• _Exercise requirements_: Go through the entries and tally the lines containing the word "blurred". Only the total is wanted.

- Opening Delimiter -

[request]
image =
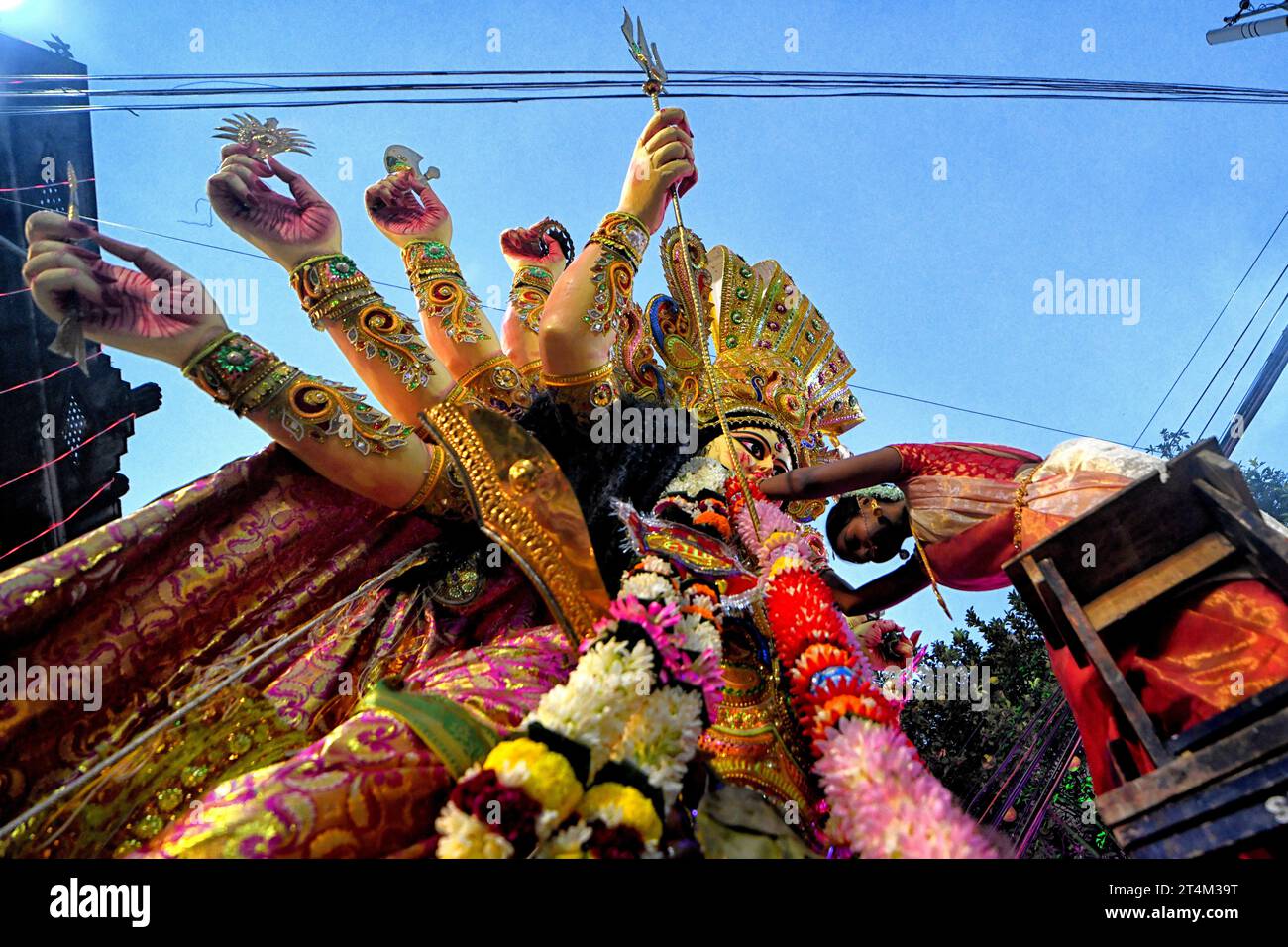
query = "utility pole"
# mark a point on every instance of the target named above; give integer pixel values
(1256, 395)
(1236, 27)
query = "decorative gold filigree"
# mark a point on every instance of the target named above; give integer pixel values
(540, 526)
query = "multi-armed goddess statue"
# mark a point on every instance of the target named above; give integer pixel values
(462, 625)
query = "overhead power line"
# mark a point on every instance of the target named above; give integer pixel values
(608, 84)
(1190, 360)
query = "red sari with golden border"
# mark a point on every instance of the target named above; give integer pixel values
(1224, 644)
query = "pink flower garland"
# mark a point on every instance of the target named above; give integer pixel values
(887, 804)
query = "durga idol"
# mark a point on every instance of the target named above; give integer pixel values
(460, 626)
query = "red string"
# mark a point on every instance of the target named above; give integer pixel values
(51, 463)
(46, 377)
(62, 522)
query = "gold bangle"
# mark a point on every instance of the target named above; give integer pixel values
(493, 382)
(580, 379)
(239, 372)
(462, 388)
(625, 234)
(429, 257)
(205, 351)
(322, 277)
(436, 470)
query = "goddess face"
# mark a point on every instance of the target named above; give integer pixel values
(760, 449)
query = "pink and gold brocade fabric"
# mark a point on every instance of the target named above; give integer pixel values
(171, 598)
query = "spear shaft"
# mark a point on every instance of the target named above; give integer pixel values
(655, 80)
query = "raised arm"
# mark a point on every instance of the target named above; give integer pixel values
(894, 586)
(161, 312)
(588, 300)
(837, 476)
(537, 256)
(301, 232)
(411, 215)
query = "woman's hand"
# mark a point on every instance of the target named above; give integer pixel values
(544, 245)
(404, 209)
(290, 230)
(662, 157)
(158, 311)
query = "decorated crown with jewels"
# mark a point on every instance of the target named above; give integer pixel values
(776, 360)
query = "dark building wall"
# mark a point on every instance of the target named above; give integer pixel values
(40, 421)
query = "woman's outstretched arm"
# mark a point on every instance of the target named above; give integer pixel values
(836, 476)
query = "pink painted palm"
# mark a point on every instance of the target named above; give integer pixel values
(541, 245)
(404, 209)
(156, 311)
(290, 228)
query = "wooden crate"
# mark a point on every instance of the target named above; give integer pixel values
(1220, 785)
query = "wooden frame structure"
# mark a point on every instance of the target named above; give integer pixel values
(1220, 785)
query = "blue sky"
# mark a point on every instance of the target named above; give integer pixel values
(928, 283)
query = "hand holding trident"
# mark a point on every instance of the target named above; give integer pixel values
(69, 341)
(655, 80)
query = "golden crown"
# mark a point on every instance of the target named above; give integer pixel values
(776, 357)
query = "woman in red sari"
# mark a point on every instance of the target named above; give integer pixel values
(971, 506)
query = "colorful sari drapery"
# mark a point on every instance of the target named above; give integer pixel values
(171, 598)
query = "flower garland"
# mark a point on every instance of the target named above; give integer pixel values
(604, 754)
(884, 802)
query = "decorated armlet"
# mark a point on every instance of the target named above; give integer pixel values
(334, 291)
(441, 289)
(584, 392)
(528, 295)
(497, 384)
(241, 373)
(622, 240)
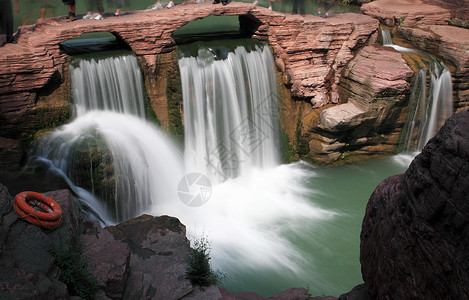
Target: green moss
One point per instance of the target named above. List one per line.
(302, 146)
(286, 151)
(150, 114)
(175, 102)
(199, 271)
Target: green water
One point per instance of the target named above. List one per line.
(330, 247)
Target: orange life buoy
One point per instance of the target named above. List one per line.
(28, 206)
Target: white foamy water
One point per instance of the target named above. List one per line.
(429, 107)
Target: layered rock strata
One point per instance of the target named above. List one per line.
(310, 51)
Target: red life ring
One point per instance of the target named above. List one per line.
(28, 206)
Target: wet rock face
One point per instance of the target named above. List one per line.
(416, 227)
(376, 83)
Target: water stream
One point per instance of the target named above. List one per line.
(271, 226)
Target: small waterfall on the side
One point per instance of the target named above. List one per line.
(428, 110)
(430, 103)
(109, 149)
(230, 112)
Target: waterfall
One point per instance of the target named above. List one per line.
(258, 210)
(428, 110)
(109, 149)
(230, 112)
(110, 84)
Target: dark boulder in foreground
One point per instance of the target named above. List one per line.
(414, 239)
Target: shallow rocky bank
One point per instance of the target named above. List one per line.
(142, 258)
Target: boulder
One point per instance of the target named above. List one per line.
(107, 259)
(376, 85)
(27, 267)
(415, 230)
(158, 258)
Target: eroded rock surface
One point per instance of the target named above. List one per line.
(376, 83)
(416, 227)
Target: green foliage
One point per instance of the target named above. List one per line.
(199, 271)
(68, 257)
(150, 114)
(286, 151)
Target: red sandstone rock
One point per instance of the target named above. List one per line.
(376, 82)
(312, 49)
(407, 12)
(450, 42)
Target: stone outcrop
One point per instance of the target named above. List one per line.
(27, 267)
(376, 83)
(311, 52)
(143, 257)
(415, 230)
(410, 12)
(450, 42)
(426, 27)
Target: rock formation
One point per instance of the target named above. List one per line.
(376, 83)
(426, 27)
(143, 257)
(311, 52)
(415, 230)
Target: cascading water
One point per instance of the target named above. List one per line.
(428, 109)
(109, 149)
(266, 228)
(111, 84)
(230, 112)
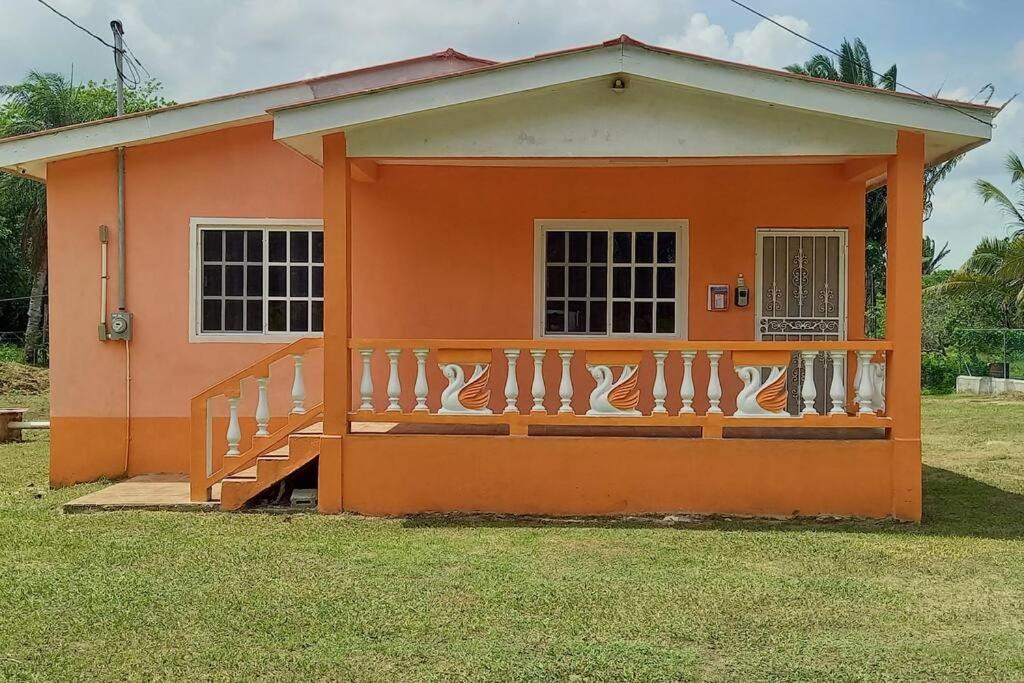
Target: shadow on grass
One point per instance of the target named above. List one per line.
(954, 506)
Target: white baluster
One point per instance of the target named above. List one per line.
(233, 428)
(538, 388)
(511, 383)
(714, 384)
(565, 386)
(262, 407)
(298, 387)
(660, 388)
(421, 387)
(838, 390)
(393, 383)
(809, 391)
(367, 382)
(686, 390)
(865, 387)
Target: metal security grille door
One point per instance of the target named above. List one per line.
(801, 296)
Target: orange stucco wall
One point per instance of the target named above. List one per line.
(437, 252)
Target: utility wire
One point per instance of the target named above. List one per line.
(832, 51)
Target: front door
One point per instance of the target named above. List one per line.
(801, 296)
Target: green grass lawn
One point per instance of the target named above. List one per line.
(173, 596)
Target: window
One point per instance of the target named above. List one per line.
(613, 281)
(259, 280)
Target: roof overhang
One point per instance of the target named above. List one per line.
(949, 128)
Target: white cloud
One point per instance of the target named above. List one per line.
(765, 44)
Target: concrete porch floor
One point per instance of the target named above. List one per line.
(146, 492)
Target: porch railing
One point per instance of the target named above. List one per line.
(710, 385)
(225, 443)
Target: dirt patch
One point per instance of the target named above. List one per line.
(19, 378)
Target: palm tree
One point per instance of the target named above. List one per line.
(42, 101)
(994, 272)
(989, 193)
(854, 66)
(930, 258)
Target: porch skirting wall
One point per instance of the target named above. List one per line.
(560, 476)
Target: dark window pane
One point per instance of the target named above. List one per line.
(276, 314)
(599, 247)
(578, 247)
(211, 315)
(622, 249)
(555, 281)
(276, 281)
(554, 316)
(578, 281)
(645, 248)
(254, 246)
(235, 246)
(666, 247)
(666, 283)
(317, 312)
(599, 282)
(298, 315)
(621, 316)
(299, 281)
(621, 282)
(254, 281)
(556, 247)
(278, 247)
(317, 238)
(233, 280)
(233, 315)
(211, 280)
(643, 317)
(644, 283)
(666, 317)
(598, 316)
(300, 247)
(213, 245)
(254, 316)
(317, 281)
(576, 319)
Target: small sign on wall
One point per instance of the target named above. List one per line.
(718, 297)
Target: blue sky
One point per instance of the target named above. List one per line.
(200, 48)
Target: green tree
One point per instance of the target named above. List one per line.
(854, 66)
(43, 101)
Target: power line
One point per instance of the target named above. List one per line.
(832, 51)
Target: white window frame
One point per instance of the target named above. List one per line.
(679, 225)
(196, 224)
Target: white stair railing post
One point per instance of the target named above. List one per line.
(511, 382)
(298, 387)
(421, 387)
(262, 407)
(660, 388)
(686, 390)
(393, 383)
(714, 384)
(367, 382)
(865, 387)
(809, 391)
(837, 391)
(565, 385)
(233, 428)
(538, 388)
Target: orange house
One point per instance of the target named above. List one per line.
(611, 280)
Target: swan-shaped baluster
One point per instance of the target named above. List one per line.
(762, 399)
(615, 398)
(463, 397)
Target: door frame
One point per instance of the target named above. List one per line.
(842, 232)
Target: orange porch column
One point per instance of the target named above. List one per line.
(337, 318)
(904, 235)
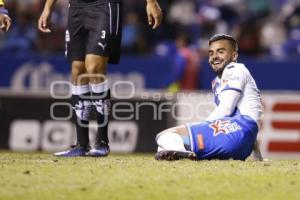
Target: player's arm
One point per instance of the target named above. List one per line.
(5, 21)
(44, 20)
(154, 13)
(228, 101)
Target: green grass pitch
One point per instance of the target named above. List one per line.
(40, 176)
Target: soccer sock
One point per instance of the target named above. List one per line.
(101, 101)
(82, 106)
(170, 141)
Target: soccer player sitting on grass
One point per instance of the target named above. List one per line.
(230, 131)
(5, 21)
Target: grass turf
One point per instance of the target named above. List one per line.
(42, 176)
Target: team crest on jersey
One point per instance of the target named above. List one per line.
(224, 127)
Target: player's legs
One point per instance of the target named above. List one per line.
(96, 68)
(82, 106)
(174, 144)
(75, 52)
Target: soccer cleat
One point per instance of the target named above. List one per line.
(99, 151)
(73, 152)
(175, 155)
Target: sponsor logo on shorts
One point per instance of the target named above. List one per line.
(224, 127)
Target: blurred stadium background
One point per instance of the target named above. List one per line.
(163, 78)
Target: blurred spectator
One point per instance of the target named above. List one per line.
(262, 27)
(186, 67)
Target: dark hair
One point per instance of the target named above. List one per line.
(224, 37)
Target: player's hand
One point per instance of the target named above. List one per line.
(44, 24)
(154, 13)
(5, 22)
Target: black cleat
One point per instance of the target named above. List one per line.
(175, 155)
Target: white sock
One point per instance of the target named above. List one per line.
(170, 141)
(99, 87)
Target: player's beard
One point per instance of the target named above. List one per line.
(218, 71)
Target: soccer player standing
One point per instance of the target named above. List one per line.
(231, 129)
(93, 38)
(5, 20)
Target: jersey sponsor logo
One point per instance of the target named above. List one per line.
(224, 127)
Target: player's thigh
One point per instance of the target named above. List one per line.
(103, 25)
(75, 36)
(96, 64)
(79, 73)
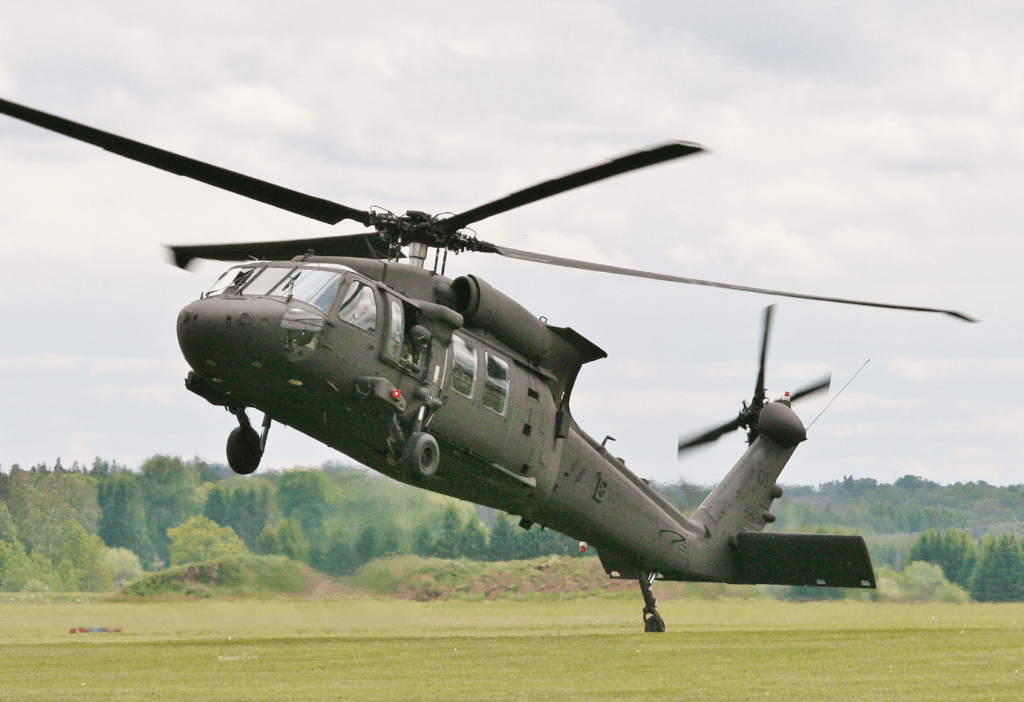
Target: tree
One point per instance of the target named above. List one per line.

- Closing Delimiter -

• _Answer box_: 2